What is asked: Transcribe the coconut oil forum thread from "Ooh yes, coconut" up to and including "love the smell.".

Document text:
— begin —
Dogs had it on there tea tonight just put a dollop on and they both ate it then I let them lick the spoon. No problems so far. Poppy did eat her tea with a bit more enthusiasm than usual she is a slow eater crunches each piece individually takes her ages. Boycie bolts his down then gives a big burp afterwards


----------



## Critterluvr (Dec 8, 2013)

Ooh yes, coconut oil! I buy a big jar at Costco, lasts a long time.... I use it instead of butter on my toast, absolutely delicious with jam. I often use it in place of butter when baking too, gives cookies and squares SUCH a nice flavour. I also melt it and use it when making facial creams or hand creams.....oh I could go on and on.....lovely stuff!!!! 
P.S. The stuff I get does smell like coconut, I love the smell.


----------



## dio.ren (Jan 18, 2013)
— end —
Information supplied:
— begin —
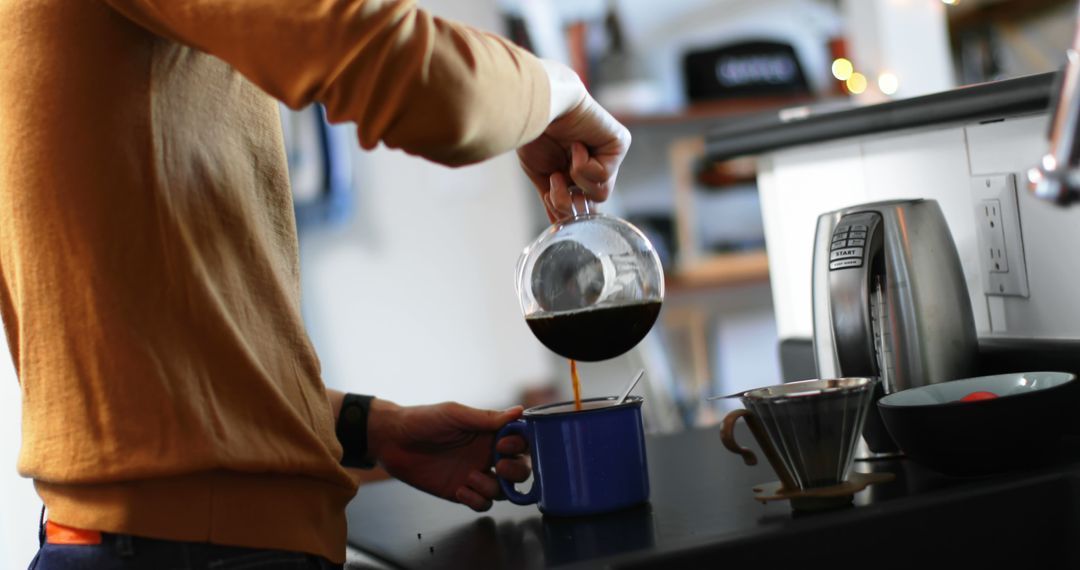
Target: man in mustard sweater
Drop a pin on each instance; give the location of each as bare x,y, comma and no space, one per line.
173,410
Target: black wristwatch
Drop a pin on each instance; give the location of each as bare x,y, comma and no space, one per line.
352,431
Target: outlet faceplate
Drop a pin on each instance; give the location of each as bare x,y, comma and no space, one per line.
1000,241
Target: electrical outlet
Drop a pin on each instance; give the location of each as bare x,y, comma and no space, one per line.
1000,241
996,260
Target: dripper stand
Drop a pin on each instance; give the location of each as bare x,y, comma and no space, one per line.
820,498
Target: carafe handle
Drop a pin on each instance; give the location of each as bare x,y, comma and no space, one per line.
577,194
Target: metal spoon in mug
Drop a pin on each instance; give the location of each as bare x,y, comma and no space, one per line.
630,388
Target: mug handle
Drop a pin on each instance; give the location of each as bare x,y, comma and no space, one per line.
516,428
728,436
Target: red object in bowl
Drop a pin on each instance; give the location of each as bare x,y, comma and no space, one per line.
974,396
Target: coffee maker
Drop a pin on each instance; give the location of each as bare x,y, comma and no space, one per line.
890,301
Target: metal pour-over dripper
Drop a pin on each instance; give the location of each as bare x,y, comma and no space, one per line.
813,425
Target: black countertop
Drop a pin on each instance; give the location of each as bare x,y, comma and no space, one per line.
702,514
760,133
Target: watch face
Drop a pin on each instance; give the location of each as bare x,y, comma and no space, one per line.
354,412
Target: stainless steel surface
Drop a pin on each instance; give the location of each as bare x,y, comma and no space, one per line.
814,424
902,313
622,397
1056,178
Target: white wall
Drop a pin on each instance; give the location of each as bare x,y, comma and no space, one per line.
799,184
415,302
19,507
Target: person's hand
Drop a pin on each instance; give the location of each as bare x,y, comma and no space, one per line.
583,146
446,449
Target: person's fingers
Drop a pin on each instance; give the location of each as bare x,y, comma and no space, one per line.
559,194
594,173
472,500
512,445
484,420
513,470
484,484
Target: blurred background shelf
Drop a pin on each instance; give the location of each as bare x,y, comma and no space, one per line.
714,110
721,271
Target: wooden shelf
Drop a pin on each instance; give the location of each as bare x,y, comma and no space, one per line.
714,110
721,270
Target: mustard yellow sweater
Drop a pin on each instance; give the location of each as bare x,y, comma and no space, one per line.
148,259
— end —
Task response:
Ooh yes, coconut oil! I buy a big jar at Costco, lasts a long time.... I use it instead of butter on my toast, absolutely delicious with jam. I often use it in place of butter when baking too, gives cookies and squares SUCH a nice flavour. I also melt it and use it when making facial creams or hand creams.....oh I could go on and on.....lovely stuff!!!! 
P.S. The stuff I get does smell like coconut, I love the smell.